• Source document:
****************

Lost world is a subgenre of the fantasy or science fiction genres that involves the discovery of an unknown Earth civilization and/or lands with creatures thought to be extinct. It began as a subgenre of the late-Victorian adventure romance and remains popular into the 21st century.

The genre arose during an era when Western archaeologists discovered and studied civilizations around the world previously unknown to them, through disciplines such as Egyptology, Assyriology, or Mesoamerican studies. Thus, real stories of archaeological finds inspired writings on the topic. Between 1871 and the First World War, the number of published lost world narratives, set in every continent, increased significantly.

The genre has similar themes to "mythical kingdoms", such as Atlantis and El Dorado.

==History==
King Solomon's Mines (1885) by H. Rider Haggard is sometimes considered the first lost world narrative. Haggard's novel shaped the form and influenced later lost world narratives, including Rudyard Kipling's The Man Who Would Be King (1888), Arthur Conan Doyle's The Lost World (1912), Edgar Rice Burroughs' The Land That Time Forgot (1918), A. Merritt's The Moon Pool (1918), and H. P. Lovecraft's At the Mountains of Madness (1931).

Earlier works, such as Edward Bulwer-Lytton's Vril: The Power of the Coming Race (1871) and Samuel Butler's Erewhon (1872) use a similar plot as a vehicle for Swiftian social satire rather than romantic adventure. Other early examples are Simon Tyssot de Patot's Voyages et Aventures de Jacques Massé (1710), which includes a prehistoric fauna and flora, and Robert Paltock's The Life and Adventures of Peter Wilkins (1751), an 18th-century imaginary voyage inspired by both Defoe and Swift, in which a man named Peter Wilkins discovers a race of winged people on an isolated island surrounded by high cliffs as in Burroughs's Caspak. The 1820 Hollow Earth novel Symzonia has also been cited as the first of the lost world form, and Jules Verne's Journey to the Center of the Earth (1864) and The Village in the Treetops (1901) popularized the theme of surviving pockets of prehistoric species. J.-H. Rosny aîné would later publish The Amazing Journey of Hareton Ironcastle (1922), a novel where an expedition in the heart of Africa discovers a mysterious area with an ecosystem from another world, with alien flora and fauna. Edgar Allan Poe's The Narrative of Arthur Gordon Pym of Nantucket (1838) has certain lost world elements towards the end of the tale.

James Hilton's Lost Horizon (1933) enjoyed popular success in using the genre as a takeoff for popular philosophy and social comment. It introduced the name Shangri-La, a meme for the idealization of the lost world as a Paradise. Similar books where the inhabitants of the lost world are seen as superior to the outsiders, are Joseph O'Neill's Land under England (1935) and Douglas Valder Duff's Jack Harding’s Quest (1939).

Hergé also explores the theme in his Tintin comics The Seven Crystal Balls and Prisoners of the Sun (1944–48). Here the protagonists encounter an unknown Inca kingdom in the Andes.

****************

• Records:
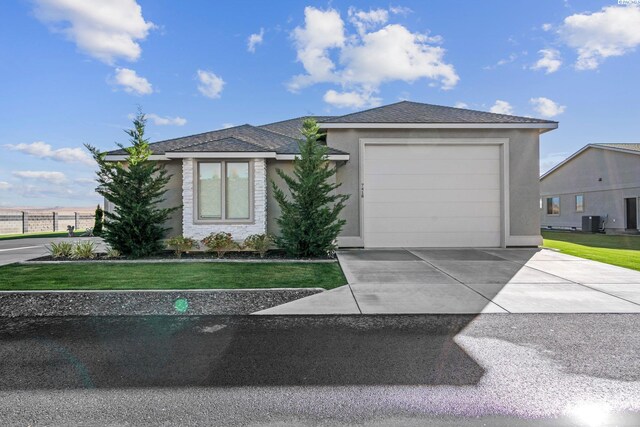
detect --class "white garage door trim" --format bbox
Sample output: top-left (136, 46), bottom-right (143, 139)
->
top-left (358, 138), bottom-right (510, 247)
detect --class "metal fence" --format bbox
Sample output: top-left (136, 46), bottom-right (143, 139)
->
top-left (0, 211), bottom-right (94, 234)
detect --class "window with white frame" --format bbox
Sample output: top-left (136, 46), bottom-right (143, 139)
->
top-left (547, 197), bottom-right (560, 215)
top-left (576, 194), bottom-right (584, 212)
top-left (197, 160), bottom-right (251, 221)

****************

• Exercise 1:
Which later works does the passage on lost world fiction say were influenced by King Solomon's Mines? Give each with its author and year.
• Exercise 2:
Write the next part of the passage on lost world fiction, picking up after its final sentence about the Inca kingdom in Tintin.
The rows have no connection to the passage on lost world fiction.

• Answer space 1:
- Rudyard Kipling's The Man Who Would Be King (1888)
- Arthur Conan Doyle's The Lost World (1912)
- Edgar Rice Burroughs' The Land That Time Forgot (1918)
- A. Merritt's The Moon Pool (1918)
- H. P. Lovecraft's At the Mountains of Madness (1931)

• Answer space 2:
==Contemporary examples==

Contemporary American novelist Michael Crichton invokes this tradition in his novel Congo (1980), which involves a quest for King Solomon's mines, fabled to be in a lost African city called Zinj. During the 1990s, James Gurney published a series of juvenile novels about a lost island called Dinotopia, in which humans live alongside living dinosaurs.

In video games, it is most notably present in the Tomb Raider, Assassin's Creed, and Uncharted franchises. It is parodied in EarthBound as one of the game's many references to American culture and mythology.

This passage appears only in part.